* **Work item**: Work through the entries below line by line and give the number of lines with the string "excavator", nothing else.

▶

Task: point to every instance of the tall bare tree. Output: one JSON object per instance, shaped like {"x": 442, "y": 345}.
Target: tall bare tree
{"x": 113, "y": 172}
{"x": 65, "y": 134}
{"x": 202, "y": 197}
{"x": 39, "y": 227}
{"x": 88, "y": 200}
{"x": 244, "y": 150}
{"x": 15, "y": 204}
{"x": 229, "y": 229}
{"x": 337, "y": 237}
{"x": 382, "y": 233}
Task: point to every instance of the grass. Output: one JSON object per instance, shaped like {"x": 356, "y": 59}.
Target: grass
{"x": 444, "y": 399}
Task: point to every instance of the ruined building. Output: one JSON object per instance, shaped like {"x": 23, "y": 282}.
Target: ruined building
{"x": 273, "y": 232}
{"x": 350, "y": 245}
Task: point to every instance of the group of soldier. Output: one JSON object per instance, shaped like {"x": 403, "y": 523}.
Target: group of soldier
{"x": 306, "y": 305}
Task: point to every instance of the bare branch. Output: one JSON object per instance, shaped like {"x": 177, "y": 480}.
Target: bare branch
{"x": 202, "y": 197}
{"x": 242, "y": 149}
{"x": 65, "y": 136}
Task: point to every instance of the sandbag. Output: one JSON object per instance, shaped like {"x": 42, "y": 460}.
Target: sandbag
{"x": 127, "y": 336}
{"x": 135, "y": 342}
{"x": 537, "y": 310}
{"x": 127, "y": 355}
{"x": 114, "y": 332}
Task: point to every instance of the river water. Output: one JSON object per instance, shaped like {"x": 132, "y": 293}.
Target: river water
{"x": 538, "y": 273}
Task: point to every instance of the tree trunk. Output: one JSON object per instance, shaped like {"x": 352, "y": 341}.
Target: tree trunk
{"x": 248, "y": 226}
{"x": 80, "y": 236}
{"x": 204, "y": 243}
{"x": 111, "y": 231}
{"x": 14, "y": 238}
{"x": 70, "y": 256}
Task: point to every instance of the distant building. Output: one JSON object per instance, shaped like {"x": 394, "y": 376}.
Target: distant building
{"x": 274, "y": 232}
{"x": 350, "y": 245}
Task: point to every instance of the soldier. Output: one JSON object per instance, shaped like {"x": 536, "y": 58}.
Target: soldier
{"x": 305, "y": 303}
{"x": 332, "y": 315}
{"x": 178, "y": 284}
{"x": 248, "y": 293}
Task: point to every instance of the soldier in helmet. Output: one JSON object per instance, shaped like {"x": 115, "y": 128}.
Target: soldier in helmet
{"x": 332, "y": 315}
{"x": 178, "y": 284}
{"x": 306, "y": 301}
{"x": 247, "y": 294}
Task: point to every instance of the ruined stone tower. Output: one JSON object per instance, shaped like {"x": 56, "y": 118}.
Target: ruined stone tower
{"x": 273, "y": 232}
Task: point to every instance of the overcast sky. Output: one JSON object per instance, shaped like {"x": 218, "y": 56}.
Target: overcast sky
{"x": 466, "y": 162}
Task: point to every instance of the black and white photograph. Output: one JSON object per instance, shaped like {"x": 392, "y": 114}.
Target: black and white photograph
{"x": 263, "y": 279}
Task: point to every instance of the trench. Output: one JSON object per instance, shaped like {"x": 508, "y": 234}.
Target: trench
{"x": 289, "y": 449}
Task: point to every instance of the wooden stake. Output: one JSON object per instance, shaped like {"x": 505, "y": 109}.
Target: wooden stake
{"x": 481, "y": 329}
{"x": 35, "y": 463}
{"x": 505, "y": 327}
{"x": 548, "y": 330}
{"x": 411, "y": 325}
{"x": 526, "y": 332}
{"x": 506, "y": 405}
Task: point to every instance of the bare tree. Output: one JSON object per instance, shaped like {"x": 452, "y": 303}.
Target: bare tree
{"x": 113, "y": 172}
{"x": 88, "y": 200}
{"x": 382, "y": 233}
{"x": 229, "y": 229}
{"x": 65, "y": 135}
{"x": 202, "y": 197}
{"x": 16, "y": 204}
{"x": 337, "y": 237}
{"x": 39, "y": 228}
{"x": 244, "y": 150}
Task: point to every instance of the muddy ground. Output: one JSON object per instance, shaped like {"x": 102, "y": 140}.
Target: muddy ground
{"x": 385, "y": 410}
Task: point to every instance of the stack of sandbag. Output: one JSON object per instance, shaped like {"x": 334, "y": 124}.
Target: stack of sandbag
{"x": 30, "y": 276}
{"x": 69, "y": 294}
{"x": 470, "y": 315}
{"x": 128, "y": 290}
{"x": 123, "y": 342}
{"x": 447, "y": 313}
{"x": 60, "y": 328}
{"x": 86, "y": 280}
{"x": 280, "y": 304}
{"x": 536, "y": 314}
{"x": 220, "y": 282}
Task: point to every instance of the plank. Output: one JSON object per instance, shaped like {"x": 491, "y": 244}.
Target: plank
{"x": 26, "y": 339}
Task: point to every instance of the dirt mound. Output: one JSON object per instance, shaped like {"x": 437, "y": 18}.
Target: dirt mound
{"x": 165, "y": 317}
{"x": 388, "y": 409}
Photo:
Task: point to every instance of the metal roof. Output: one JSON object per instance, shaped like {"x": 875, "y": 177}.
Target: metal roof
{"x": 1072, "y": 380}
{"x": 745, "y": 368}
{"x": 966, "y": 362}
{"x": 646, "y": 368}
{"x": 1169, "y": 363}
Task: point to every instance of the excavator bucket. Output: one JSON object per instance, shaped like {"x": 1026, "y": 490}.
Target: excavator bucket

◀

* **Your solution**: 2